= PROVIDED TEXT =
** START **
Critical Race Theory Bans are Making Teaching Much Harder
This year, American history might look different in Iowa classrooms.
In early June, Gov. Kim Reynolds (R) signed a bill that restricts what teachers can teach in K-12 schools and at public universities, particularly when it comes to sexism and racism. It bans 10 concepts that Republican legislators define as “divisive,” including the idea that “one race or sex is superior to another,” that members of a particular race are inherently inclined to oppress others, and that “the U.S. and Iowa are fundamentally racist or sexist.”
The law, which is already in effect, has sparked confusion and distress among educators, some of whom say it is so broad and the language so ambiguous, they fear they might face consequences for even broaching nuanced conversations about racism and sexism in the context of US history.
“Teachers need to know what the legislation means for us, and they have been asking, ‘Is the district going to support us and have our back?’” Monique Cottman, who’s taught elementary school and middle school for 15 years in the state, told Vox.
Cottman is a teacher leader with the Iowa City Community School District, a role that requires her to regularly coach about 50 teachers on classroom instruction strategies, curriculums, and lesson plans. This year, it involves the added work of creating a comprehensive list of FAQs for teachers about the new Iowa law — because there are a lot of questions.
** END **
= Location identification items =
** START **
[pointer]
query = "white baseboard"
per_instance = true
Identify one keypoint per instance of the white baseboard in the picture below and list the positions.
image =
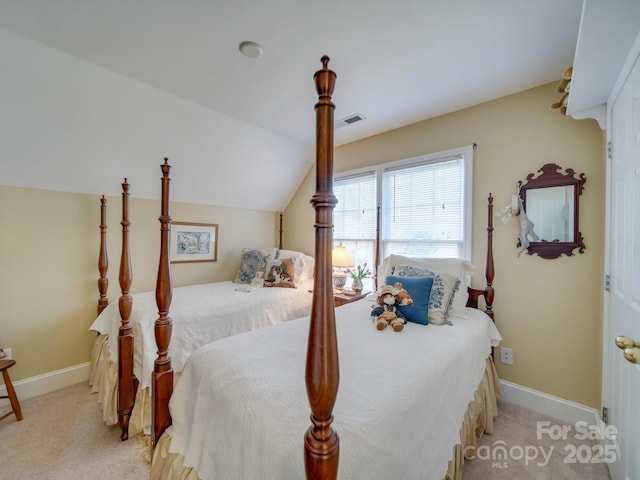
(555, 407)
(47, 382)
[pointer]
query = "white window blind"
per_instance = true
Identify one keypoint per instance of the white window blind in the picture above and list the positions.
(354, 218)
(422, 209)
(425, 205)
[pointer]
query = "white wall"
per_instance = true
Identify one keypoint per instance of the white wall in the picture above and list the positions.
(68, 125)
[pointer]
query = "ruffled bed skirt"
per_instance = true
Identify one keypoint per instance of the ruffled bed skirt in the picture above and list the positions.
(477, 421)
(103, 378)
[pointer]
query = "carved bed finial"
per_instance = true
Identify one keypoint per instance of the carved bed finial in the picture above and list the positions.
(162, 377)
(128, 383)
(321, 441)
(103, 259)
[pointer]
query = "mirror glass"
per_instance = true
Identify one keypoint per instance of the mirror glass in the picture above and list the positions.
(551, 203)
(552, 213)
** END **
** START **
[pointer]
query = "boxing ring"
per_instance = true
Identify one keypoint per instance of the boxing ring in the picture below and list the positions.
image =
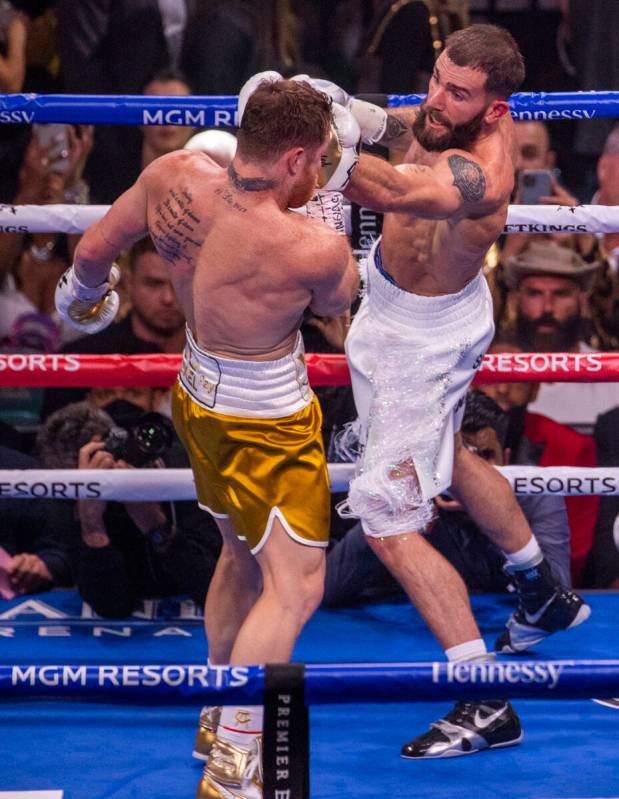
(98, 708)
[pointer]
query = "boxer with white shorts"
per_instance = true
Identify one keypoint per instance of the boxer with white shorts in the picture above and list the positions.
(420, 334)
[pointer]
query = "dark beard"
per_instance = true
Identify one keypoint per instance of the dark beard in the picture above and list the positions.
** END **
= WHAT YOU HAVE TO DO =
According to the article on Iowa's teaching restrictions, how many concepts does the bill ban?

= TASK OUTPUT =
Ten concepts that Republican legislators define as "divisive."